:: PAGE TEXT
# First time as executive chef



## abuchef (Jul 24, 2013)

Hi All

Just want your input in this thread

After 16 years of experience in culinary industry, working in different aspects of the kitchen, I got a job for the first time as an executive chef in a 5* Hotel, that is opened 3 years ago

The department is not that big, with an all day dining restaurant, asian speciality a la carte restaurant, room service, lobby lounge, a bar that serve a snaks/sandwiches & a small banqueting mostly for coffee breaks

My question is, how to succeed my first years???

I have some plans to implements & would like your input if you have the same experience or if you work with a new joining/successful executive chef

I am thinking of, changing menus, implementing some events/promotions, reorganize the departments......

waiting for your input

Abu


----------



## chefross (May 5, 2010)

Congratulations on your first exec job.

16 years eh?

You should have plenty of perspective by now then.

5 stars, according to whom? AAA? Michelin? Zagat?

First thing you want to do is observe.

Go to all your satellites and simply watch. You will see what needs to be done.

Don't make changes until you learn your customers and the area in which this place resides.

One of the first mistakes many Chefs make is to institute change right away without studying their place.


----------



## cheflayne (Aug 21, 2004)

Chefross said:


> One of the first mistakes many Chefs make is to institute change right away without studying their place.


Best advice you will get.


----------



## kuan (Jun 11, 2001)

I would work every department until I felt I had  good grasp of things.


----------



## cacioepepe (Apr 3, 2011)

Congrats. ChefRoss has the right idea.  Spend a few weeks observing, taking notes to what you want to change and implement your ideas in steps.  Having a new boss is always tough especially if they have 'been doing it this way forever'.  It's hard for anyone to change their routine but with constant, gentle pressure people can easily be retrained.  

Stick with your gut.  You've been around the block and probably know what makes good food.  Try not to second guess yourself.


----------



## abuchef (Jul 24, 2013)

Thanks Chefs for your input

Just for your info, i ve been in this area for the last 12 years, so I know what king of customers & foods we are serving in this places

Chefross

It's a Hotel, 5 stars which means delux

Regards


----------



## cheflayne (Aug 21, 2004)

kuan said:


> I would work every department until I felt I had good grasp of things.


More sage advice and pay particular attention to the word work. Hands on will give you better insight into what the people dealing with the job on a daily basis are experiencing more than observing will.


----------



## chefross (May 5, 2010)

Abuchef said:


> Thanks Chefs for your input
> 
> Just for your info, i ve been in this area for the last 12 years, so I know what king of customers & foods we are serving in this places
> 
> ...


My question was simply this.....WHO rates this hotel as 5 stars?


----------



## lagom (Sep 5, 2012)
::::
:: RECORDS PROVIDED
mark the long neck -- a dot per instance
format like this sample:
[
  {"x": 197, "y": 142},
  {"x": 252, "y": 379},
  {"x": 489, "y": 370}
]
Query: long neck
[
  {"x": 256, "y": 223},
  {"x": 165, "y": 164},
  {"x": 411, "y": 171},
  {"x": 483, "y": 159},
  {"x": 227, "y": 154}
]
::::
# REQUESTS
**1)** Can you reproduce the executive chef thread word for word, starting with "I have some" and going on through "reorganize the departments......"?
**2)** Could you resume the forum thread about a first job as executive chef, carrying it on from its last line?

# RESULTS BY TASK
**1)**
I have some plans to implements & would like your input if you have the same experience or if you work with a new joining/successful executive chef

I am thinking of, changing menus, implementing some events/promotions, reorganize the departments......

**2)**
Do you have reliable section heads/sous chefs? With multible work areas you need to have eyes on location to make sure what changes you make are put into practice. Like any leadership role the sum of your team is greater than the individules by themselve, get the staff on yourside and excited about improvement and change for the better. While your accessing the depertments you should be actively recruiting the staff, esp the established cooks, sous chefs ect ect....down to the most minor(really major) utility/dish person. While your at it keep an eye on the service staff, an unresponsive service staff can make all your work for naught if you havent got them with you either. Lets not even talk about the non food service management at the hotel than may or may not have a supervisory position over you, thats an entire different bag of snakes to deal with. Good luck, welcome to ex chefdom. 

Note: Im not trying to be negitive in the least, just want you to keep eyes 360º at all times


----------



## kuan (Jun 11, 2001)

Chefross said:


> My question was simply this.....WHO rates this hotel as 5 stars?


Probably tourism industry ratings or something. It's probably full service near luxury class hotel. not in the USA.


----------



## abuchef (Jul 24, 2013)

Chefross

Don't really want to change the subject, but I think you are confusing, we are talking about Hotels rating not restaurant???

This threads is about getting inputs/supports from Chefs, not arguing about Hotels rating or my 16 years experience

Cheers


----------



## kuan (Jun 11, 2001)

I agree.  Don't fixate on the rating.  This is a community of chefs working to make each other better, no stars or nine stars.


----------



## chefross (May 5, 2010)

Abuchef said:


> Chefross
> 
> Don't really want to change the subject, but I think you are confusing, we are talking about Hotels rating not restaurant???
> 
> ...


No Sir....I am talking about hotels. The star ratings vary according to who is rating them, and this is a legitimate question.

If your hotel uses Egyptian 500 count linens, then you are a 5 star hotel.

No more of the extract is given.